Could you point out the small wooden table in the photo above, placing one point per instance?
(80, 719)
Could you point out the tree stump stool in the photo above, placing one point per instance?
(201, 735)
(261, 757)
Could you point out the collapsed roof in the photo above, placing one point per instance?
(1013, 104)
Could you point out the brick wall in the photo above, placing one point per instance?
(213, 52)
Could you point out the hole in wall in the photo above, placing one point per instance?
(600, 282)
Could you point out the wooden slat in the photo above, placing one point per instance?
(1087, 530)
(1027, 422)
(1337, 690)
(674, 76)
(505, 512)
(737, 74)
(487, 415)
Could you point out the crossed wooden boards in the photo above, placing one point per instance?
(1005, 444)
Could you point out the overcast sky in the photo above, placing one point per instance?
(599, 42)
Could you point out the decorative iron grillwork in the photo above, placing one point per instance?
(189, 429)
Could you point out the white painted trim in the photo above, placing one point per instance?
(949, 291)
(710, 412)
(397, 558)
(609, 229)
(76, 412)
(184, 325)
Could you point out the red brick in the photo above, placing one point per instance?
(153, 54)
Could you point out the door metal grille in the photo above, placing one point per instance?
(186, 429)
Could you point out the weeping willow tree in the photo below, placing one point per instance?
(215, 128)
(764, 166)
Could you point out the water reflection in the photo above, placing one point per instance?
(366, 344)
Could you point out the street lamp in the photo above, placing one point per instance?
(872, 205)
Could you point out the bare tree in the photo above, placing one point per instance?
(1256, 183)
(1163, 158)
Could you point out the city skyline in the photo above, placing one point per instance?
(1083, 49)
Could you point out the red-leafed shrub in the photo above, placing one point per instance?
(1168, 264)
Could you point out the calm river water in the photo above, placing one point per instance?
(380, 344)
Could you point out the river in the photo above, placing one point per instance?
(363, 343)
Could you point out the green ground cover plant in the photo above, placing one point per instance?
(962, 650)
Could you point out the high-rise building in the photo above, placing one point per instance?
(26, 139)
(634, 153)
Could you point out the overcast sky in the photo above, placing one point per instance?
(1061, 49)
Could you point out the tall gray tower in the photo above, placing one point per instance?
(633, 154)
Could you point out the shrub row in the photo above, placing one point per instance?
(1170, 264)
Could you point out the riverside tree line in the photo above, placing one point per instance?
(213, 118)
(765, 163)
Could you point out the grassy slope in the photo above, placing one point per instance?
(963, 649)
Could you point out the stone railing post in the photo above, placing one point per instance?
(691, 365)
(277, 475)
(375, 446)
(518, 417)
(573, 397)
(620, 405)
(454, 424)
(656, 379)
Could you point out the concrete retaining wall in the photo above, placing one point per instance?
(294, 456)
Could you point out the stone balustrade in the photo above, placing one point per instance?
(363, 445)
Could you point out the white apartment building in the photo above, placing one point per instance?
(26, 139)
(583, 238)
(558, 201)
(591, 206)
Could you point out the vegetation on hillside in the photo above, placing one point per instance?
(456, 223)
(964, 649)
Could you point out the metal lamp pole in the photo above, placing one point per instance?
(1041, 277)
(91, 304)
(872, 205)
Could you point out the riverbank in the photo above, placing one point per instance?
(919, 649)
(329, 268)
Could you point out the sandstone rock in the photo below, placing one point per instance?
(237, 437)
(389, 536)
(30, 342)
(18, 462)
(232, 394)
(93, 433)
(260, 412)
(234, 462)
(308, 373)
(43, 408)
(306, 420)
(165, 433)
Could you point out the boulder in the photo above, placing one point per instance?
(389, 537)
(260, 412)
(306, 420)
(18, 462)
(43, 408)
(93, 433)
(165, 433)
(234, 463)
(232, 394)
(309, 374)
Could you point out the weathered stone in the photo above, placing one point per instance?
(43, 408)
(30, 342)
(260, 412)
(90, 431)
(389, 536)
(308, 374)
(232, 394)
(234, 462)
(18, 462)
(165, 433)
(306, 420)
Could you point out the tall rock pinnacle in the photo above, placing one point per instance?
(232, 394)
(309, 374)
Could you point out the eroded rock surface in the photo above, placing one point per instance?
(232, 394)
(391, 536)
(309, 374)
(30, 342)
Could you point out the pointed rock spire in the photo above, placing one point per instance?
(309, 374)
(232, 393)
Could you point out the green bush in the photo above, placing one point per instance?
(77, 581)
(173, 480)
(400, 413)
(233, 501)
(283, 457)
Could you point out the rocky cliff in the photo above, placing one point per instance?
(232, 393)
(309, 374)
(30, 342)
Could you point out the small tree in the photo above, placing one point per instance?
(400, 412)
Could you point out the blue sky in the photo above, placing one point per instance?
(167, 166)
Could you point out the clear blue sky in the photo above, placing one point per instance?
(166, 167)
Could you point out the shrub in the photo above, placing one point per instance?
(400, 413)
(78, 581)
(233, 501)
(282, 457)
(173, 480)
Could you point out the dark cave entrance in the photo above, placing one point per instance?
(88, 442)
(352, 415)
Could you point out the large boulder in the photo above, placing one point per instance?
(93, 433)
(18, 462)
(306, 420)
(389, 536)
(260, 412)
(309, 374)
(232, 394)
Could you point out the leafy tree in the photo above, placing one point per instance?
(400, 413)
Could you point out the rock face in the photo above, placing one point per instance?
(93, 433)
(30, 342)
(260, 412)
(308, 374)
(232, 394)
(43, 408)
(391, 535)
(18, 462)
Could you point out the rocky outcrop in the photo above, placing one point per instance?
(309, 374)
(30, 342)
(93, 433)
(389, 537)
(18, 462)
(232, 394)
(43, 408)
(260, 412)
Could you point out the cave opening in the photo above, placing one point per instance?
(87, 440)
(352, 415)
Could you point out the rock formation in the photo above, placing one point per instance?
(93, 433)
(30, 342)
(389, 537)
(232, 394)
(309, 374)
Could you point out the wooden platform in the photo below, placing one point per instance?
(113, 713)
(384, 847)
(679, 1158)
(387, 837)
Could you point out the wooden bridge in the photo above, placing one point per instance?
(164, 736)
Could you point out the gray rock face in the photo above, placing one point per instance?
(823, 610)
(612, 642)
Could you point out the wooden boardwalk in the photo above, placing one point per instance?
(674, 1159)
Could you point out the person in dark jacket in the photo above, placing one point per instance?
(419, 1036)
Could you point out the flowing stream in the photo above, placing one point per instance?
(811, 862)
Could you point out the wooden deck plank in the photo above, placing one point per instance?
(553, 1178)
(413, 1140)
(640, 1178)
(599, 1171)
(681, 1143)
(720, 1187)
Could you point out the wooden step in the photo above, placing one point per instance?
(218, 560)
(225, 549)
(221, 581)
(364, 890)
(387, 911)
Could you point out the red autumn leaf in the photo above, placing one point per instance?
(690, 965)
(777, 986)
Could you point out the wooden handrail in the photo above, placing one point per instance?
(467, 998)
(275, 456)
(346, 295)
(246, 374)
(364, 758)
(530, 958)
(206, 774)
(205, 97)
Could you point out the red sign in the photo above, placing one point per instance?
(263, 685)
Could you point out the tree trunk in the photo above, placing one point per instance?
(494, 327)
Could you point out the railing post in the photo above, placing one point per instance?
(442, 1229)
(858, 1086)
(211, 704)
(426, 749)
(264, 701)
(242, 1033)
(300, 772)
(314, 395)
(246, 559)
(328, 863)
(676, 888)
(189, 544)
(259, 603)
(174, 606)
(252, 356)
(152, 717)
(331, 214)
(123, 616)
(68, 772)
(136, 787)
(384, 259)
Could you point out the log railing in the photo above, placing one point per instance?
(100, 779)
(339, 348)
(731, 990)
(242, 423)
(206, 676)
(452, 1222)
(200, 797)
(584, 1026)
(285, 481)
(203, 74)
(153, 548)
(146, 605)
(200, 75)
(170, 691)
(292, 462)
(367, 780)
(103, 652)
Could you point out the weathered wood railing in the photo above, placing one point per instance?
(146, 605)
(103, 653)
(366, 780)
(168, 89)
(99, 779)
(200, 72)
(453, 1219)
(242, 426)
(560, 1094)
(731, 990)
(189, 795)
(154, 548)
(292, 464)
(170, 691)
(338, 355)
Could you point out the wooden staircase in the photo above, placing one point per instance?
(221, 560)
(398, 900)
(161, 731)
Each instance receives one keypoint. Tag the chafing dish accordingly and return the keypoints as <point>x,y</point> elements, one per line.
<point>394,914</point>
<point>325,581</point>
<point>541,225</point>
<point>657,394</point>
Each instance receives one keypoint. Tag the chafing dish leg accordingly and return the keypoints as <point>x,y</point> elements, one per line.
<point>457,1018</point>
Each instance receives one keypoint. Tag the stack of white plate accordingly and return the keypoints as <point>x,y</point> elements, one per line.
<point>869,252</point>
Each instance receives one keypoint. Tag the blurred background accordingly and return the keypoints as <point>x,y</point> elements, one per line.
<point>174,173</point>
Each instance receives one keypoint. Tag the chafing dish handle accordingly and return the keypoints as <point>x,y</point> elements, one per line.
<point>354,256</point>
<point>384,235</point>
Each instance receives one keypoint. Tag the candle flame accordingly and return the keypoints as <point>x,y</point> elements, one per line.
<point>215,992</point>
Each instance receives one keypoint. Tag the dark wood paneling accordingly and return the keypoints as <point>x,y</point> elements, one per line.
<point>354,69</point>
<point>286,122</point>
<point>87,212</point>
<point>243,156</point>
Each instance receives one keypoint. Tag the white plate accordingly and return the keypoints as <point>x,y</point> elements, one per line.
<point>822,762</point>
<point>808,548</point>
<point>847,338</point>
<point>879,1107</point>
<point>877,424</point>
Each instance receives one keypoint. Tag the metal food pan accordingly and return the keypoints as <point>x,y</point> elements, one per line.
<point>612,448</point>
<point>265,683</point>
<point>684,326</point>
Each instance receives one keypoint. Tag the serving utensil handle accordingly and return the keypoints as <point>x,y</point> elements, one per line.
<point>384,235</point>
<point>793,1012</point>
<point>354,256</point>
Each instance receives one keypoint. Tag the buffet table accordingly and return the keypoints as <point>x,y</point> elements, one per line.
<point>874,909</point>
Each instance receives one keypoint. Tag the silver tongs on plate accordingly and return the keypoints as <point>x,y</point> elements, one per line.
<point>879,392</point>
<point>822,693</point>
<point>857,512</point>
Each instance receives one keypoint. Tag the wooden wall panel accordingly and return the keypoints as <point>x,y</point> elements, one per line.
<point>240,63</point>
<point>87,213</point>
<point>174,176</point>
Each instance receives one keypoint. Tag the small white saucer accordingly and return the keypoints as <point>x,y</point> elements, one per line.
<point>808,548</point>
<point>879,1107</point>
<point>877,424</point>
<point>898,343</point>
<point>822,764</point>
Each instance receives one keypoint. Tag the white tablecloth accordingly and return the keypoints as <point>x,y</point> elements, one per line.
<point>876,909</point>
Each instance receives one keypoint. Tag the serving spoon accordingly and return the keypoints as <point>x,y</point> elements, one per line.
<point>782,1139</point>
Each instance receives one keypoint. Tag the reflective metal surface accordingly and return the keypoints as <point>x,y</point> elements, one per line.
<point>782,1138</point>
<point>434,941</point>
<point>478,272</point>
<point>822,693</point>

^^^^

**PROBLEM STATEMENT**
Update the lines of the data starting at the line containing "Could you point out the tree stump" and ending at the line containing "(1013, 104)", replacing "collapsed" with "fallen" and changing nothing else. Return only those lines.

**EXPECTED ANSWER**
Could you point out the tree stump stool in the photo above, placing one point per instance?
(201, 735)
(261, 757)
Could you point out the fallen roof in the photo above, placing one point per instance?
(1013, 104)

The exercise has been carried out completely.